WRITTEN REQUEST:
Pick out each line in the items below that contains the word "every", and copy those lines.

INPUT MATERIAL:
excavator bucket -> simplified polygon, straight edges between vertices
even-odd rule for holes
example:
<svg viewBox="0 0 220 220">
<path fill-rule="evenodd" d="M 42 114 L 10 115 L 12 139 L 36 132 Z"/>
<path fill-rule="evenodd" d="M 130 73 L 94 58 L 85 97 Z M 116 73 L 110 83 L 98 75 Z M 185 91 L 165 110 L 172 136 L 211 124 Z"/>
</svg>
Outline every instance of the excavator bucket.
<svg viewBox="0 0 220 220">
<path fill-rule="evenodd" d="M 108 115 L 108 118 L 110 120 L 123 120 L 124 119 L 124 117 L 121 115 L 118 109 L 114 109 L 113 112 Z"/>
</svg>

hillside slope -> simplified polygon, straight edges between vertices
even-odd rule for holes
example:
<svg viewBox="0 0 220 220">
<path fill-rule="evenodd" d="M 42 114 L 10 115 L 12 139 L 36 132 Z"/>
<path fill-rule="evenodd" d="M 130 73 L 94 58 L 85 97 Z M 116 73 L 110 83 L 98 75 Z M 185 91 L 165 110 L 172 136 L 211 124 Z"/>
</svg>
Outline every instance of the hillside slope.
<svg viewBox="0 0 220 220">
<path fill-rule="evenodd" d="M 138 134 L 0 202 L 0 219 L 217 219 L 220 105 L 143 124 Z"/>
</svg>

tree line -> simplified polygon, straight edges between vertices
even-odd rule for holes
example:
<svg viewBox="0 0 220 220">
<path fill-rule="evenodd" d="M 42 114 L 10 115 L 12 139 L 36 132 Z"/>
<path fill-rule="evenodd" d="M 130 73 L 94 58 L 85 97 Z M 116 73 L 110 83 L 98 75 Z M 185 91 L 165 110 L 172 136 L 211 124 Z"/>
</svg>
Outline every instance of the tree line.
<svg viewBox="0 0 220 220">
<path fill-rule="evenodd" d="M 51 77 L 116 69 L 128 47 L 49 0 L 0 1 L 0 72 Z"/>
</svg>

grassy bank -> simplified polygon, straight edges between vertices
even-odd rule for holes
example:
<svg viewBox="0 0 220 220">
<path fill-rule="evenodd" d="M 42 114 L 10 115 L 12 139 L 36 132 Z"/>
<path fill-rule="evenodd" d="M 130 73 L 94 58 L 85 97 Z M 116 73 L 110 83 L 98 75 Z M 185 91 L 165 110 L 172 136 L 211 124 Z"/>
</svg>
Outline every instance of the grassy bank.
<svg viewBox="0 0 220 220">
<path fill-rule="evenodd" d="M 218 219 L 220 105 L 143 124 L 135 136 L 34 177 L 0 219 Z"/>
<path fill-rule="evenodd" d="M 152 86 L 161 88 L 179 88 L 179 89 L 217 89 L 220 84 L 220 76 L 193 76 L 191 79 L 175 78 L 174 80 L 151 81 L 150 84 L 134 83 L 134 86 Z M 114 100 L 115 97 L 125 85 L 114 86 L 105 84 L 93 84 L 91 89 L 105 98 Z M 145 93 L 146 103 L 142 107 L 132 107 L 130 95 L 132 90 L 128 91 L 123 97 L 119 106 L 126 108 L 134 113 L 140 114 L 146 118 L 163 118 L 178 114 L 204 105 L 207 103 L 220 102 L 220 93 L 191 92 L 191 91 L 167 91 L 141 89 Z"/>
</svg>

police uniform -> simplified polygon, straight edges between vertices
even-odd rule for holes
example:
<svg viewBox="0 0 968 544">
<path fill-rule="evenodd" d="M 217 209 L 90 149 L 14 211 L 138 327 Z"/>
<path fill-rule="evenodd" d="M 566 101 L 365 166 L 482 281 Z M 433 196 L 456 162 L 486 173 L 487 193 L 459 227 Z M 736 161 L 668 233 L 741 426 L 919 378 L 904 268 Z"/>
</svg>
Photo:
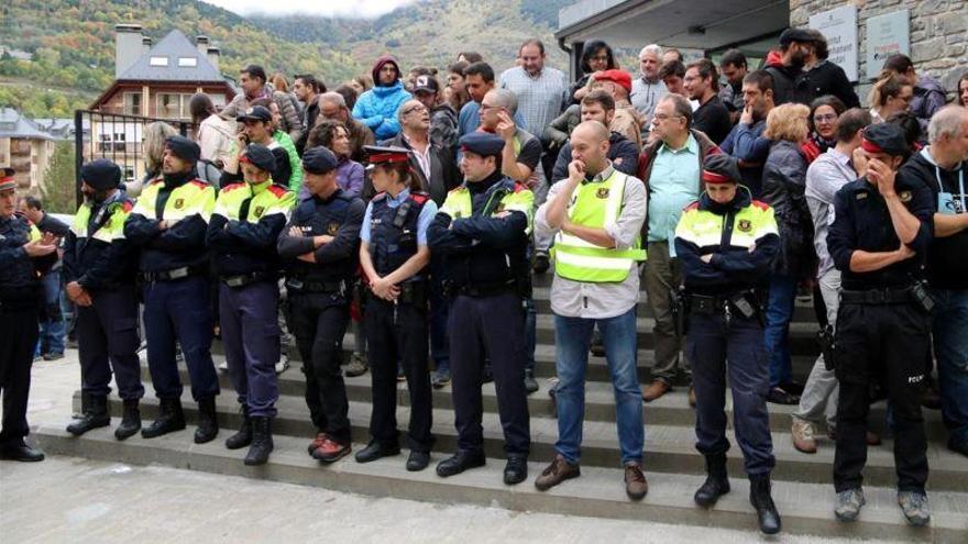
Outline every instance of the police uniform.
<svg viewBox="0 0 968 544">
<path fill-rule="evenodd" d="M 703 181 L 738 184 L 736 160 L 711 155 Z M 708 479 L 695 501 L 713 506 L 729 491 L 726 476 L 726 375 L 733 390 L 736 437 L 750 479 L 750 502 L 760 530 L 780 531 L 770 496 L 773 445 L 767 413 L 769 360 L 763 346 L 762 293 L 779 251 L 773 210 L 737 187 L 727 203 L 703 192 L 686 207 L 675 227 L 675 253 L 683 266 L 689 323 L 686 356 L 692 360 L 696 396 L 696 449 L 705 456 Z M 705 257 L 705 258 L 704 258 Z"/>
<path fill-rule="evenodd" d="M 314 147 L 302 157 L 309 176 L 332 175 L 337 158 L 326 147 Z M 318 434 L 309 453 L 333 462 L 350 452 L 346 386 L 340 370 L 343 335 L 350 321 L 351 286 L 360 263 L 360 226 L 365 204 L 338 186 L 326 197 L 314 195 L 300 202 L 278 241 L 286 268 L 290 332 L 306 374 L 306 404 Z M 301 235 L 294 236 L 297 227 Z M 332 236 L 314 244 L 314 236 Z M 299 259 L 312 255 L 312 262 Z"/>
<path fill-rule="evenodd" d="M 16 189 L 13 174 L 13 168 L 0 169 L 0 193 Z M 23 440 L 30 432 L 26 402 L 38 335 L 40 278 L 57 256 L 30 257 L 23 245 L 36 240 L 41 240 L 41 231 L 26 218 L 16 213 L 0 217 L 0 458 L 4 459 L 44 460 L 44 454 Z"/>
<path fill-rule="evenodd" d="M 498 156 L 504 141 L 476 132 L 461 138 L 463 153 Z M 484 464 L 481 385 L 485 359 L 493 366 L 508 467 L 505 481 L 527 476 L 530 448 L 525 391 L 524 298 L 530 295 L 528 236 L 535 197 L 501 174 L 450 191 L 428 229 L 432 252 L 446 258 L 452 295 L 448 329 L 457 454 L 437 467 L 452 476 Z"/>
<path fill-rule="evenodd" d="M 275 157 L 251 144 L 241 158 L 265 173 Z M 296 195 L 275 185 L 244 181 L 226 186 L 216 200 L 206 241 L 219 277 L 219 324 L 229 375 L 242 404 L 242 426 L 226 441 L 229 449 L 251 444 L 246 465 L 262 465 L 273 449 L 272 419 L 279 397 L 279 260 L 276 241 Z"/>
<path fill-rule="evenodd" d="M 890 123 L 867 127 L 861 148 L 892 157 L 909 153 L 900 129 Z M 920 399 L 931 345 L 931 302 L 923 279 L 925 254 L 933 236 L 934 201 L 927 186 L 901 176 L 894 180 L 894 192 L 920 223 L 916 235 L 905 243 L 914 256 L 871 271 L 853 269 L 856 252 L 889 253 L 901 247 L 884 197 L 877 184 L 865 177 L 842 187 L 834 199 L 835 220 L 827 234 L 827 247 L 843 274 L 834 347 L 840 385 L 834 486 L 838 495 L 860 492 L 867 458 L 869 388 L 880 384 L 893 413 L 898 490 L 909 498 L 914 493 L 920 502 L 928 471 Z M 860 498 L 862 503 L 862 493 Z M 838 512 L 842 519 L 843 513 Z M 909 517 L 909 522 L 927 522 L 926 517 L 915 518 Z M 848 514 L 847 519 L 853 518 Z"/>
<path fill-rule="evenodd" d="M 165 147 L 191 165 L 198 162 L 198 144 L 188 138 L 170 136 Z M 177 342 L 191 379 L 191 397 L 198 402 L 195 442 L 201 444 L 218 434 L 219 380 L 210 352 L 211 288 L 205 242 L 216 191 L 195 179 L 194 171 L 165 174 L 145 187 L 124 223 L 124 236 L 141 249 L 147 365 L 160 400 L 158 417 L 142 435 L 151 438 L 185 429 Z M 162 221 L 168 224 L 164 231 L 158 227 Z"/>
<path fill-rule="evenodd" d="M 402 147 L 364 146 L 370 169 L 381 164 L 406 163 L 409 151 Z M 402 267 L 427 245 L 427 226 L 437 214 L 437 204 L 426 192 L 405 188 L 397 196 L 380 192 L 373 197 L 363 218 L 360 240 L 369 249 L 370 264 L 381 278 Z M 364 263 L 364 271 L 366 264 Z M 370 293 L 366 301 L 366 344 L 373 377 L 373 412 L 370 418 L 371 444 L 356 454 L 366 463 L 399 453 L 397 442 L 397 362 L 404 368 L 410 393 L 410 422 L 407 442 L 408 470 L 421 470 L 430 460 L 433 436 L 430 375 L 428 370 L 428 285 L 429 267 L 404 279 L 393 301 Z"/>
<path fill-rule="evenodd" d="M 114 436 L 124 440 L 141 430 L 138 403 L 144 396 L 138 358 L 138 262 L 124 237 L 134 202 L 119 189 L 121 168 L 106 158 L 85 164 L 80 178 L 95 192 L 78 207 L 64 241 L 64 282 L 80 287 L 90 304 L 75 304 L 82 417 L 67 431 L 81 435 L 111 423 L 108 393 L 113 370 L 124 402 Z"/>
</svg>

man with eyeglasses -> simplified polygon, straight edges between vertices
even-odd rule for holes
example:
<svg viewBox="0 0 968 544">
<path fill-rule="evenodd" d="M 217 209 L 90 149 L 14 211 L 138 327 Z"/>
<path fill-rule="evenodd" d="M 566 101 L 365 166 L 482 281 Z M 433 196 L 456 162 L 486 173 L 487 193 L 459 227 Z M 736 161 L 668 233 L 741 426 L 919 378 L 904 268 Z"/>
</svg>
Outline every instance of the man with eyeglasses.
<svg viewBox="0 0 968 544">
<path fill-rule="evenodd" d="M 656 106 L 653 129 L 657 138 L 639 155 L 639 179 L 646 184 L 649 209 L 645 237 L 649 259 L 644 284 L 656 319 L 656 362 L 652 382 L 642 391 L 651 402 L 672 390 L 676 368 L 692 379 L 685 358 L 680 359 L 682 332 L 675 326 L 675 296 L 682 285 L 682 264 L 675 258 L 675 225 L 686 204 L 702 192 L 702 165 L 719 148 L 702 132 L 692 130 L 692 106 L 685 97 L 668 95 Z M 695 396 L 690 388 L 690 404 Z"/>
</svg>

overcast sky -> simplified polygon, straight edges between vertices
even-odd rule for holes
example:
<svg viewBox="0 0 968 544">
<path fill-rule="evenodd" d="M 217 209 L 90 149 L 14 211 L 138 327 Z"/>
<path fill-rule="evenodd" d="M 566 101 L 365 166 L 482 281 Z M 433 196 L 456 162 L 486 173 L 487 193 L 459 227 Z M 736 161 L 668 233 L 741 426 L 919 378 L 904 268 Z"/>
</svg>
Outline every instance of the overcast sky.
<svg viewBox="0 0 968 544">
<path fill-rule="evenodd" d="M 250 15 L 253 13 L 267 13 L 289 15 L 305 13 L 309 15 L 342 16 L 342 18 L 375 18 L 391 11 L 414 3 L 416 0 L 204 0 L 207 3 L 224 8 L 239 13 Z"/>
</svg>

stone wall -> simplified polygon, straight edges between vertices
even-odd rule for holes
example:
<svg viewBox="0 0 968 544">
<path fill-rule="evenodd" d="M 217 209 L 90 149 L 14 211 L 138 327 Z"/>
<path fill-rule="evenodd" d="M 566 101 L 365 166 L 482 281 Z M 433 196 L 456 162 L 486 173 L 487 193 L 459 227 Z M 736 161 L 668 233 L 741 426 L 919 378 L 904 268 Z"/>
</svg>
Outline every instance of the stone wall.
<svg viewBox="0 0 968 544">
<path fill-rule="evenodd" d="M 810 15 L 848 4 L 857 5 L 857 52 L 861 77 L 858 95 L 867 102 L 867 19 L 908 9 L 911 15 L 911 59 L 919 74 L 928 74 L 954 99 L 958 79 L 968 73 L 968 1 L 966 0 L 790 0 L 790 25 L 806 26 Z"/>
</svg>

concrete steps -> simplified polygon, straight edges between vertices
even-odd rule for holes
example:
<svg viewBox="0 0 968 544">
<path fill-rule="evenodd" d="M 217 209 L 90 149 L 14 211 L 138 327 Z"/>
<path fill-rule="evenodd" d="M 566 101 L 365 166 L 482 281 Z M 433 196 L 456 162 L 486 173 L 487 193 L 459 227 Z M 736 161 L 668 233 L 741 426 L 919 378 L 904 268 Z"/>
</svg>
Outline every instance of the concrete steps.
<svg viewBox="0 0 968 544">
<path fill-rule="evenodd" d="M 112 423 L 117 425 L 119 420 Z M 541 492 L 535 489 L 531 481 L 543 468 L 543 463 L 530 463 L 529 480 L 508 487 L 502 481 L 504 462 L 499 458 L 488 458 L 487 465 L 482 468 L 440 478 L 433 471 L 433 465 L 420 473 L 406 471 L 403 466 L 406 453 L 366 465 L 355 463 L 352 456 L 323 465 L 306 455 L 307 438 L 276 435 L 276 449 L 270 463 L 262 467 L 246 467 L 242 464 L 245 449 L 226 449 L 221 435 L 220 440 L 197 445 L 191 442 L 193 433 L 194 429 L 189 428 L 151 441 L 134 436 L 118 442 L 111 429 L 98 429 L 77 438 L 63 429 L 44 426 L 36 431 L 35 436 L 41 446 L 52 454 L 132 465 L 161 464 L 374 497 L 388 496 L 444 504 L 460 502 L 513 511 L 756 529 L 756 518 L 748 502 L 748 484 L 738 477 L 732 479 L 733 491 L 723 497 L 715 508 L 705 510 L 692 501 L 694 490 L 703 481 L 703 477 L 696 475 L 647 470 L 649 493 L 641 502 L 631 502 L 625 496 L 622 470 L 610 467 L 583 466 L 581 478 Z M 354 444 L 354 449 L 360 447 L 362 444 Z M 443 455 L 435 453 L 432 462 L 441 458 Z M 904 523 L 893 489 L 869 486 L 866 497 L 867 506 L 860 520 L 845 524 L 834 519 L 834 493 L 828 484 L 777 481 L 773 486 L 773 498 L 785 533 L 939 543 L 965 542 L 968 535 L 968 493 L 932 491 L 932 523 L 922 529 L 913 529 Z"/>
</svg>

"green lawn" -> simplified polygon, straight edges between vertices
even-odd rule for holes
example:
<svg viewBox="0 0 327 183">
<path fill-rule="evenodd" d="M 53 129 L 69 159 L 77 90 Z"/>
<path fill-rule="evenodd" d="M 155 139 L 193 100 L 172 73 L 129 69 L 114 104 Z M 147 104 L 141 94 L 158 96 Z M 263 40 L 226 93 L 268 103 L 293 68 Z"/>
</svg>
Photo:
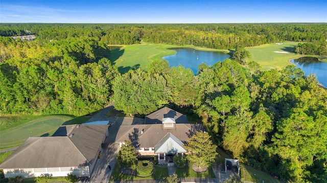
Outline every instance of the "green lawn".
<svg viewBox="0 0 327 183">
<path fill-rule="evenodd" d="M 261 65 L 264 70 L 271 69 L 281 70 L 286 66 L 292 65 L 289 60 L 297 58 L 303 55 L 294 53 L 276 53 L 279 52 L 292 52 L 297 42 L 285 42 L 283 44 L 266 44 L 245 49 L 251 53 L 251 60 Z"/>
<path fill-rule="evenodd" d="M 122 168 L 119 163 L 116 163 L 112 170 L 111 176 L 113 177 L 114 180 L 142 180 L 148 179 L 162 179 L 168 176 L 168 168 L 167 166 L 154 166 L 154 172 L 151 176 L 146 177 L 140 177 L 133 175 L 124 175 L 120 172 L 120 169 Z"/>
<path fill-rule="evenodd" d="M 203 51 L 224 51 L 214 49 L 192 47 L 190 46 L 174 46 L 164 44 L 142 43 L 123 46 L 112 50 L 110 60 L 118 68 L 121 73 L 126 73 L 130 69 L 139 67 L 148 71 L 150 64 L 154 60 L 160 60 L 164 56 L 174 54 L 176 52 L 169 49 L 172 48 L 192 47 Z"/>
<path fill-rule="evenodd" d="M 253 182 L 282 183 L 268 173 L 256 170 L 251 167 L 241 164 L 241 177 L 243 181 Z"/>
<path fill-rule="evenodd" d="M 13 152 L 14 152 L 13 150 L 0 153 L 0 164 L 5 161 L 7 158 L 9 157 Z"/>
<path fill-rule="evenodd" d="M 321 61 L 327 62 L 327 57 L 317 55 L 303 55 L 294 53 L 275 52 L 291 52 L 298 42 L 287 42 L 283 44 L 266 44 L 260 46 L 247 47 L 245 49 L 251 53 L 251 60 L 258 63 L 264 70 L 271 69 L 282 69 L 291 65 L 289 60 L 303 56 L 317 57 Z M 110 59 L 115 65 L 121 73 L 126 73 L 130 69 L 142 68 L 148 71 L 150 64 L 154 60 L 162 59 L 164 56 L 175 53 L 169 48 L 191 47 L 196 50 L 229 52 L 227 50 L 217 50 L 191 46 L 176 46 L 144 43 L 140 44 L 126 45 L 111 51 Z"/>
<path fill-rule="evenodd" d="M 192 165 L 194 163 L 190 164 L 184 168 L 176 168 L 175 172 L 179 178 L 215 178 L 215 174 L 211 167 L 208 168 L 208 170 L 204 172 L 198 173 L 192 169 Z"/>
<path fill-rule="evenodd" d="M 59 126 L 73 118 L 62 115 L 35 116 L 29 122 L 2 131 L 0 149 L 18 146 L 29 137 L 51 136 Z"/>
</svg>

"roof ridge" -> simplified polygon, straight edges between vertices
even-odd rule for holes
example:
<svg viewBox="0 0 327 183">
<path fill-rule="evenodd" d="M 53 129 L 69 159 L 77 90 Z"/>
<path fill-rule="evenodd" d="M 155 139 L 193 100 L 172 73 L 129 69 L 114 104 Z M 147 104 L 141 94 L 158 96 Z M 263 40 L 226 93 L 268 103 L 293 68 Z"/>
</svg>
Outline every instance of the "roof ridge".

SOLUTION FOR THIS PROBLEM:
Outline every instance of the excavator bucket.
Outline every instance of the hillside slope.
Outline every instance of the tree line.
Outline every instance of the grassy bank.
Outline every instance of the police uniform.
Outline every instance of the man with eyeglasses.
Outline every instance of the overcast sky.
Outline every instance of the stone wall.
Outline every instance of the concrete steps.
Outline every instance of the "green lawn".
Outline every instance of the "roof ridge".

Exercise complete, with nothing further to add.